§ **Aim of the task**
Reproduce verbatim the passage of the forum thread on matching numbers with Lua patterns from "The suggested pattern" to "the exponential part..".

§ **Document segment**
· · · · ·

1

what's the right regular expression to find a numeral in a string, in Lua? Due to the way parentheses are used in lua regular expressions, it seems hard to correctly match the decimal point and the digits after it.

The workaround in the test code below works for my script's immediate needs, but accepts patterns like +1.23.45 as well.

--[+-]?(\d+(\.\d+)?|\.\d+)([eE][+-]?\d+)?  std regex for a numeral

s = "+1.23"
re = "([+-]?%d+[%.%d+]*)"
n = s:match (re)
print (n)
wp78de
  • 18,207
  • 7
  • 43
  • 71
  • How about this? `'([+-]?%d*%.?%d+)'` – tonypdmtr Jun 20 '19 at 20:53
  • But if you have `+1.23.45`, what is the expected result? Please let know of all possible edge cases you need to handle. Do you need to validate the whole string input, or are you extracting several possible matches from a large string? – Wiktor Stribiżew Jun 20 '19 at 21:47
  • Thank you, this is safer. Just a little astro (analemma) math for a friend, thought I'd learn Lua along with it this time. – Rahul Choudhary Jun 21 '19 at 05:36

1 Answers1

1

If you insist on a loose definition of a numeric value like the one shown in the regular regex we are in trouble since lua-patterns do not support the alternation operation |.

The suggested pattern ([+-]?%d*%.?%d+) works actually for most cases, however, if you also want to allow cases like 42. (as the PCRE does) it will fail.

We could try to use parenthesis and an optional extra dot that will fall off in case like this: ([+-]?%d*%.?%d+)%.? This comes close but removes the final dot if not followed by a digit and therefore returns false positives like .12. as .12. *

*(Though, effectively it's the same as your RE \[+-\]?(\d+(\.\d+)?|\.\d+) without the exponential part..
 In case I would prefer a more complete RE like this: ^[+-]?((\d+(\.\d*)?)|(\.\d+))$)

Demo code:

re = "^([+-]?%d*%.?%d+)%.?$"
v = {'123', '23.45', '.45', '-123', '-273.15', '-.45', '+516', '+9.8', '+.5', -- regular matches
     '34.', '+2.', '-42.', --only matched by prolematic last optional dot
     '.', '-.', '+.', ' ', '', --expected no matches
     '.12.', '+.3.', '-.1.', --false positives (strictly speaking)

· · · · ·

Stored items from a collection:
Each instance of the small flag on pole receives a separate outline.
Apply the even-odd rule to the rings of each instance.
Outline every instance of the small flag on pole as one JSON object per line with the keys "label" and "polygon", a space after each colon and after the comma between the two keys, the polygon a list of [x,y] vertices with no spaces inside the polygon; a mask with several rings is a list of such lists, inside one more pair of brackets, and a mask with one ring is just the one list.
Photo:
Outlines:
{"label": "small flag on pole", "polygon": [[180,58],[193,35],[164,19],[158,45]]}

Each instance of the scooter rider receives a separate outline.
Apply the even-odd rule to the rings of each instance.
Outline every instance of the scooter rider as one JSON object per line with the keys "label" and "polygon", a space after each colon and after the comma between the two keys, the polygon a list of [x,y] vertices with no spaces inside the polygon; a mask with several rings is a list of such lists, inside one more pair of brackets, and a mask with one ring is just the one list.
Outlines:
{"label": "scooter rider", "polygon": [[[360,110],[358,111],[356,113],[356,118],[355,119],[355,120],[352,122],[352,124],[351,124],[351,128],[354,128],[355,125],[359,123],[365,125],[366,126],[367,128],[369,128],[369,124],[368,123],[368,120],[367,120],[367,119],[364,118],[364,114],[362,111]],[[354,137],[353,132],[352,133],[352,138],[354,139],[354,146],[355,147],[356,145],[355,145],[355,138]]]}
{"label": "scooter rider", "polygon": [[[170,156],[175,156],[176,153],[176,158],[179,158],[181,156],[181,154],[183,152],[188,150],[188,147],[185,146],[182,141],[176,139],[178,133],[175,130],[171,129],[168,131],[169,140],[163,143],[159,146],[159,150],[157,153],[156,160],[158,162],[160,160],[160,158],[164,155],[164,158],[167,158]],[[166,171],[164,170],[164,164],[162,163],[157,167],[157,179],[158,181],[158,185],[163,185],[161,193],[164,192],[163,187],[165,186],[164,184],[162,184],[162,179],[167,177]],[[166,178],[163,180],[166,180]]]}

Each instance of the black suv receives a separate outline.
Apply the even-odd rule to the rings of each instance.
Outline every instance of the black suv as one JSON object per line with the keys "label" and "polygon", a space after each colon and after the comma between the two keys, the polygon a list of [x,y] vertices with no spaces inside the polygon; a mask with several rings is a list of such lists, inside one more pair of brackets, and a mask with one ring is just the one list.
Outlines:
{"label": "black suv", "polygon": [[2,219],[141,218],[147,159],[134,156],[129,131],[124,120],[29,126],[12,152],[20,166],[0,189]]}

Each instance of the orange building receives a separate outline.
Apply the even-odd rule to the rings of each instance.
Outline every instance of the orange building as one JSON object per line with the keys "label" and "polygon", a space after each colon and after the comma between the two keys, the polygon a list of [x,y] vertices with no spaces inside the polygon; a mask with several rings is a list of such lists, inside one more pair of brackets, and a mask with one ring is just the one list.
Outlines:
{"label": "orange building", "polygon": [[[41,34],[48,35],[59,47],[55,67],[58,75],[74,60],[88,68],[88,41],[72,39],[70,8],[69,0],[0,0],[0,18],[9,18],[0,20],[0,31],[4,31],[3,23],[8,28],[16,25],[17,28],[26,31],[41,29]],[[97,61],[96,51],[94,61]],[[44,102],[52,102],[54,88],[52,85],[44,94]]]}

· · · · ·

§ **Reply**
The suggested pattern ([+-]?%d*%.?%d+) works actually for most cases, however, if you also want to allow cases like 42. (as the PCRE does) it will fail.

We could try to use parenthesis and an optional extra dot that will fall off in case like this: ([+-]?%d*%.?%d+)%.? This comes close but removes the final dot if not followed by a digit and therefore returns false positives like .12. as .12. *

*(Though, effectively it's the same as your RE \[+-\]?(\d+(\.\d+)?|\.\d+) without the exponential part..